Please set down every entry again exactly as it stands, without the pictures.

== Point-per-instance localization data ==
╭──

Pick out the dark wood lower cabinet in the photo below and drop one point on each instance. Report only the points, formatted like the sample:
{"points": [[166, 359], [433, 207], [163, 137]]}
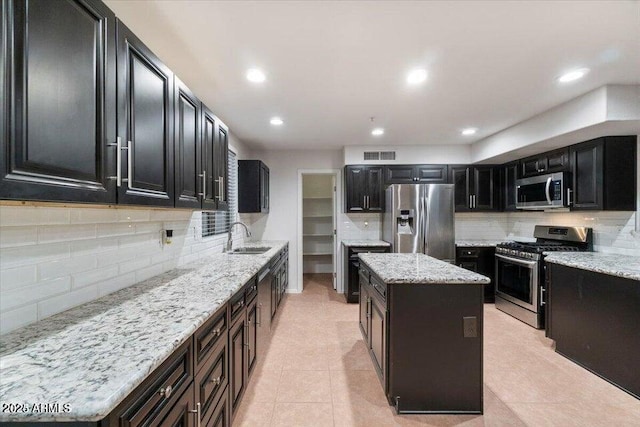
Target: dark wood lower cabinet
{"points": [[418, 346], [480, 259], [238, 361], [594, 318], [183, 412]]}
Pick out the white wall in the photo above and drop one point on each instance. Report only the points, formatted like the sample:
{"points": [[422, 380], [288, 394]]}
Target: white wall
{"points": [[281, 222]]}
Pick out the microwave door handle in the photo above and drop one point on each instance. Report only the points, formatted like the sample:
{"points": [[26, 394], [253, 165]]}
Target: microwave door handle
{"points": [[521, 262], [546, 190]]}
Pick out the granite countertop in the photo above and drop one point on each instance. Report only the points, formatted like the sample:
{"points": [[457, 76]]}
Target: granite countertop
{"points": [[362, 242], [626, 266], [94, 355], [419, 269], [479, 243]]}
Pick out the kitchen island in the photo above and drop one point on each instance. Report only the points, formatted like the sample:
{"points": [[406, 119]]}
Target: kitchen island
{"points": [[593, 315], [422, 321]]}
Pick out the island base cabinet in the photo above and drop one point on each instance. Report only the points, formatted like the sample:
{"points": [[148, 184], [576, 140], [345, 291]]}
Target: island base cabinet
{"points": [[594, 320], [432, 367]]}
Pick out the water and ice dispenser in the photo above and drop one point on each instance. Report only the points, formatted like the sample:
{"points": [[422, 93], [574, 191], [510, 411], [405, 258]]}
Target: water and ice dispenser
{"points": [[405, 221]]}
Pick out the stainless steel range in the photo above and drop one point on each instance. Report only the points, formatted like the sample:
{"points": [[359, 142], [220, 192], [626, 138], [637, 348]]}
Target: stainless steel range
{"points": [[520, 284]]}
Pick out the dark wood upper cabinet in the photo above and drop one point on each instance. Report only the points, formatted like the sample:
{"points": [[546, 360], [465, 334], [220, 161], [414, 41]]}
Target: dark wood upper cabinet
{"points": [[188, 147], [145, 123], [549, 162], [253, 186], [57, 115], [414, 174], [604, 174], [364, 188], [509, 176], [215, 145], [221, 172], [476, 188]]}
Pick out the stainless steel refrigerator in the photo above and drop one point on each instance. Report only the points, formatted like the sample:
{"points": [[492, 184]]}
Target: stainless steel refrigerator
{"points": [[419, 218]]}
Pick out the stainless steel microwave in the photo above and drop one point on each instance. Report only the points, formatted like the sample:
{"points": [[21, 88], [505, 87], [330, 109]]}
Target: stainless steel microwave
{"points": [[543, 192]]}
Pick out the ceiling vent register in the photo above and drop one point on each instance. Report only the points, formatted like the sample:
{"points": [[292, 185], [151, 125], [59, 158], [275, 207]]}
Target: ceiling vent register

╰──

== PROBLEM SOLUTION ==
Pick out the dark wood lower cabinet in the photo below and drop one point on each instance. Report only the points, formatted like the sample:
{"points": [[166, 359], [433, 207], [163, 137]]}
Target: dark wood lower cabinet
{"points": [[418, 346], [480, 259], [238, 361], [594, 318], [183, 412]]}
Pick out the white wall in the photo above and drop one point on each instance. Report only the points, formatted like the sample:
{"points": [[422, 380], [288, 394]]}
Target: white wall
{"points": [[281, 222]]}
Pick out the microwave door handle in the photo above and drop one point on each instance. Report only the points, formatted like the sample:
{"points": [[26, 394], [253, 165]]}
Target: microwave door handle
{"points": [[521, 262], [546, 190]]}
Pick out the granite countertop in the photo above and drop one point on each instance. Report only the points, formatted like the sample:
{"points": [[457, 76]]}
Target: granite countertop
{"points": [[362, 242], [626, 266], [94, 355], [419, 269], [479, 243]]}
Pick out the kitchen island in the photo above and drop one point on each instance. Report only the points, formatted like the sample:
{"points": [[406, 119]]}
Target: kitchen island
{"points": [[593, 315], [422, 321]]}
Pick out the island base cabinet in the photo above and drop one point on each instance. Report only the points, formatted like the sample:
{"points": [[148, 184], [576, 140], [345, 291]]}
Target: island base cabinet
{"points": [[594, 320], [432, 367]]}
Pick out the water and ice dispenser in the photo above and drop one point on each instance. Report only the points, formatted like the sample:
{"points": [[422, 93], [574, 191], [510, 411], [405, 258]]}
Target: water and ice dispenser
{"points": [[405, 221]]}
Pick out the stainless steel range in the photo above and drop one point on each instance. Report only the points, formatted like the sample:
{"points": [[359, 142], [220, 192], [626, 138], [637, 348]]}
Target: stainless steel range
{"points": [[520, 284]]}
Pick out the dark wood upper cabinet in the photo above and drop one point on each instance. Report only the points, formatted like the sample:
{"points": [[546, 360], [465, 334], [220, 161], [414, 41]]}
Target: dark wood upper cabinet
{"points": [[188, 147], [145, 123], [549, 162], [253, 186], [57, 115], [414, 174], [604, 174], [364, 188], [509, 176], [215, 145], [221, 172], [476, 188]]}
Pick out the stainless steel refrigerator in the photo above and drop one point on each instance. Report only the points, formatted like the sample:
{"points": [[492, 184]]}
Target: stainless steel refrigerator
{"points": [[419, 218]]}
Pick out the stainless steel microwave in the photo above and drop one point on each instance. Report only the points, formatted like the sample:
{"points": [[21, 88], [505, 87], [330, 109]]}
Target: stainless steel microwave
{"points": [[543, 192]]}
Pick out the ceiling vent register in the photo above and drop one point on each instance. Report only the points, formatted like the sample:
{"points": [[292, 185], [151, 125], [59, 158], [275, 207]]}
Target: ceiling vent register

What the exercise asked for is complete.